A Java package has been supplied that will handle the task of communicating with Fusion Connect. This section will explain how to use these classes in conjunction with your own adapter logic to perform the complete functionality of a device adapter.
Once the adapter has been completed such that it is capable of communicating with devices, processing their messages and communicating with Fusion Connect, it must be hosted at a URL to which Fusion Connect can make its web services requests. Once this is done, you must provide this URL to and the gateway can be registered. If you are registering the gateway yourself, this can be done from the Data Gateway's tab of the Connect menu. When Fusion Connect registers a new gateway, it will send a bind request to the web services host URL provided. This will include the gateway code designated by the user to uniquely identify the gateway to Fusion Connect, the hostname and port to which the adapter must send messages from that gateway, and a key, which it will send in all future web services requests to that gateway for the purposes of authentication. Note that if the key provided in the later request does not match the one sent by the original bind request, the adapter must ignore the request. If you choose not to use the Java classes provided to handle communication with the Fusion Connect application server, then you must store these connection details somehow.
Again, there are no requirements for how your adapter receives or processes messages. The classes MessageFeed and MessageFeedRs are examples of how the adapter might receive messages sent via a SOAP or REST PUT request, respectively. In these examples, the source of the messages would supply the gateway code and would already have marshaled the message or batch of messages into the proper XML string format, and the adapter automatically forwards these messages to Fusion Connect.

#### [Problem statement]
Print the Fusion Connect adapter text word for word, everything from "A Java package" down to "a device adapter.". The data that follows was taken from a separate source.

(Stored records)
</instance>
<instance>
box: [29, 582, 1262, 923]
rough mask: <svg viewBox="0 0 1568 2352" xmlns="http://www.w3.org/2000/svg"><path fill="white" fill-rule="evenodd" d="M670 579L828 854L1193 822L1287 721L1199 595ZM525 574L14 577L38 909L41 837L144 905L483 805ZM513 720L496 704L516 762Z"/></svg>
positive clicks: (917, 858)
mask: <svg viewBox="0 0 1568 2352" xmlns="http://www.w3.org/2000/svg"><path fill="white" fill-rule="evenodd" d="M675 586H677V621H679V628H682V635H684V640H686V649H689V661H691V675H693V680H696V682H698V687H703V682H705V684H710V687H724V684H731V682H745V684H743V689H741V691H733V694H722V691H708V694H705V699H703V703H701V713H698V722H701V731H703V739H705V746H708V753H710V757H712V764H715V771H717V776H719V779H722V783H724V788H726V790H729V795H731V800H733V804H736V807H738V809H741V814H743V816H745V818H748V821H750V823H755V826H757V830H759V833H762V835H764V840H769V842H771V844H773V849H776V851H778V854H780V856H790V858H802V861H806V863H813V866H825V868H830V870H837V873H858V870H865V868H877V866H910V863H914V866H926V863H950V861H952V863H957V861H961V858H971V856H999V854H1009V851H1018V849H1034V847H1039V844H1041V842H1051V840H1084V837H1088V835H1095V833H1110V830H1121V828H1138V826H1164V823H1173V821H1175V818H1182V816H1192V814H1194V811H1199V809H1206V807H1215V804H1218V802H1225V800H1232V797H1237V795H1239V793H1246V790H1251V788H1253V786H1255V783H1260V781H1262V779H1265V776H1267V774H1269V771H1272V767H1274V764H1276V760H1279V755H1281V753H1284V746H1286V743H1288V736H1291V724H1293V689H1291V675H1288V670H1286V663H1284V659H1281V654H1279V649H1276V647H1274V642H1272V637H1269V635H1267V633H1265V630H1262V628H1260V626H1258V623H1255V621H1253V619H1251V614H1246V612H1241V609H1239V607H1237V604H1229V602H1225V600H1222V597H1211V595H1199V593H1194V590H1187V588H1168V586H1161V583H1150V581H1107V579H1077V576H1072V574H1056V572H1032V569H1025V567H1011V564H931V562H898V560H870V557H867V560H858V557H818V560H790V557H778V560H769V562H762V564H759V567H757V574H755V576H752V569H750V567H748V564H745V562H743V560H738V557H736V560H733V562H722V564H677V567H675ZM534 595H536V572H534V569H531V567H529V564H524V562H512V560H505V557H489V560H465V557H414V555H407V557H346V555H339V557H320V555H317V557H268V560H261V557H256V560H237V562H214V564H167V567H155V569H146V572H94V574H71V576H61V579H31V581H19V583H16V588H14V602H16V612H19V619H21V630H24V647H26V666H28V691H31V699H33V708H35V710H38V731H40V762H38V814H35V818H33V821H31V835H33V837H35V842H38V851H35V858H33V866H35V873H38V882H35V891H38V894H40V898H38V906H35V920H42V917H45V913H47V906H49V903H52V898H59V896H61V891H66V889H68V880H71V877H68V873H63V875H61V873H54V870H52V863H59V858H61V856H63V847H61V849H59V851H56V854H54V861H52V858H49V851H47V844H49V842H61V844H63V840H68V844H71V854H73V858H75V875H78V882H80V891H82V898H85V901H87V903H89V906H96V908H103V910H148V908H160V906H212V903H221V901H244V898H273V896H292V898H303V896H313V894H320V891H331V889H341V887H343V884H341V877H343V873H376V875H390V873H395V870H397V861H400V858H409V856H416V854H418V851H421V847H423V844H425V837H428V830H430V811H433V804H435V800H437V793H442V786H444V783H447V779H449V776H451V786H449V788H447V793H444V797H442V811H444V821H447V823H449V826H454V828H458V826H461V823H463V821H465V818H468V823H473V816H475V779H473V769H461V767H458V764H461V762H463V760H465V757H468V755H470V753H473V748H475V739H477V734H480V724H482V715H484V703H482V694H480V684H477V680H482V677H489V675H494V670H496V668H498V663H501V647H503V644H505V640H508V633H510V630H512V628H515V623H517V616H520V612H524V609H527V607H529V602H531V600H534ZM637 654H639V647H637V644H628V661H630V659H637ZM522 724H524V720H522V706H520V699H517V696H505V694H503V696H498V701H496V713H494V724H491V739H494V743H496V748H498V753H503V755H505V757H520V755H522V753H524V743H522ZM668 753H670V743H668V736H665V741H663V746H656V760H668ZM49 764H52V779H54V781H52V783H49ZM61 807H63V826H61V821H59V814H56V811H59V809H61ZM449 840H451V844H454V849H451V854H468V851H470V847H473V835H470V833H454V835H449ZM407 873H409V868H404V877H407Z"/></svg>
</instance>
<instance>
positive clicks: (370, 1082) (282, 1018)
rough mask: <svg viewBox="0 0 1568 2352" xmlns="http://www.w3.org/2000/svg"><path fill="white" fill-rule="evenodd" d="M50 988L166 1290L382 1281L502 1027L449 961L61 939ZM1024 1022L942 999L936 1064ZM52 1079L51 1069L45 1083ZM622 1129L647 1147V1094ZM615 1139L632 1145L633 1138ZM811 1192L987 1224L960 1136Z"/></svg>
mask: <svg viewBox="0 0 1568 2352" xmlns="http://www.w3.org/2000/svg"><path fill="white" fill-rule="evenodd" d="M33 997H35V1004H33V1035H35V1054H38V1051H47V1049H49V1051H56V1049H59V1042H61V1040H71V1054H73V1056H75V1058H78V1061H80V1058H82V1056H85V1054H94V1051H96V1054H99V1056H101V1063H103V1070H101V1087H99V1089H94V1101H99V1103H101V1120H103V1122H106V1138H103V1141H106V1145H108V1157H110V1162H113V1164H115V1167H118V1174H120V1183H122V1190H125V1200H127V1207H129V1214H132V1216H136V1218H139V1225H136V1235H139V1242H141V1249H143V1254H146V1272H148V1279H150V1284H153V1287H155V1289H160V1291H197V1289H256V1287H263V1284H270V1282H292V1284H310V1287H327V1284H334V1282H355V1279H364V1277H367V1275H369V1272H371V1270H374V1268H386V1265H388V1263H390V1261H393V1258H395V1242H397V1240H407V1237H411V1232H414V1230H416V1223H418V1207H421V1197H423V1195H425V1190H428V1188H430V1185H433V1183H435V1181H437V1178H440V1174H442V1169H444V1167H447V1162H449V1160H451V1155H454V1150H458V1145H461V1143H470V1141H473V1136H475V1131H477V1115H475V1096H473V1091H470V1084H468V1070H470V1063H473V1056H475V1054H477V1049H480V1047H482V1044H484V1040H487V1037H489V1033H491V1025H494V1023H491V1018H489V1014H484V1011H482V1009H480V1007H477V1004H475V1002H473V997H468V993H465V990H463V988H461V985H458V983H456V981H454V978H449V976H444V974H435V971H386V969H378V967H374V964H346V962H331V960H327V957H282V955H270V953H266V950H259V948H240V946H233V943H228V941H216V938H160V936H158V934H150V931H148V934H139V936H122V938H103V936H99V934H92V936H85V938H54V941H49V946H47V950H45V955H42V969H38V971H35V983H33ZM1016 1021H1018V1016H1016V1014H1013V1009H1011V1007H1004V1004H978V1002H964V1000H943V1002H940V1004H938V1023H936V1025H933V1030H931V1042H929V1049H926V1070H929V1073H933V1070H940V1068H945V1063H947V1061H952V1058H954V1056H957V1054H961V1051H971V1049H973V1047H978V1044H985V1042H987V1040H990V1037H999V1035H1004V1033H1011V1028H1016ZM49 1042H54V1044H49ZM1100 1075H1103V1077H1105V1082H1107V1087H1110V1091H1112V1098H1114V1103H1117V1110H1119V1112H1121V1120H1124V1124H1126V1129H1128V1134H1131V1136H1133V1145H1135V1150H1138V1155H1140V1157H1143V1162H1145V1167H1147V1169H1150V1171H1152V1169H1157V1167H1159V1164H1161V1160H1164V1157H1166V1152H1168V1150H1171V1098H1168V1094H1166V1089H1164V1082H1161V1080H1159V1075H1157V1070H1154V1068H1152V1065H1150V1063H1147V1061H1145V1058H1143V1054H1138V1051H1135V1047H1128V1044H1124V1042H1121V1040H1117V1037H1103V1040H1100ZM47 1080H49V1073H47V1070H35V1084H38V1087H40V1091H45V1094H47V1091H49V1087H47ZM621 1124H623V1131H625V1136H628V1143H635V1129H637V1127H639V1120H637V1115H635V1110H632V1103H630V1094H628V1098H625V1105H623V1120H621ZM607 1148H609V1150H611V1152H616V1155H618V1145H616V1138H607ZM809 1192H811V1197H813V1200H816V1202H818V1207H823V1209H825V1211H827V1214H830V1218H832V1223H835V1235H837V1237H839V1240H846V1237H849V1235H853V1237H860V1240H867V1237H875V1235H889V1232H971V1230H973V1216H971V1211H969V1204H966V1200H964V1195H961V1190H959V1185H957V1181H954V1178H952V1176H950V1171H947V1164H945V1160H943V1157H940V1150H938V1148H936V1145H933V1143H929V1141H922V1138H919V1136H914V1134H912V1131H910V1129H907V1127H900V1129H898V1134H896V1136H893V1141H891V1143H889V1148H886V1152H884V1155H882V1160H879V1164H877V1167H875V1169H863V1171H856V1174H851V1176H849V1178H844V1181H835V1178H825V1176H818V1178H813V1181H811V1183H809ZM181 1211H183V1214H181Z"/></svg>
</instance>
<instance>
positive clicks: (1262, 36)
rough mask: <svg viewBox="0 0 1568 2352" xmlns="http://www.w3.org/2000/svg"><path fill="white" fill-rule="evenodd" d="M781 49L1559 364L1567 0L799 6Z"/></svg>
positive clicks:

#### [Problem solution]
A Java package has been supplied that will handle the task of communicating with Fusion Connect. This section will explain how to use these classes in conjunction with your own adapter logic to perform the complete functionality of a device adapter.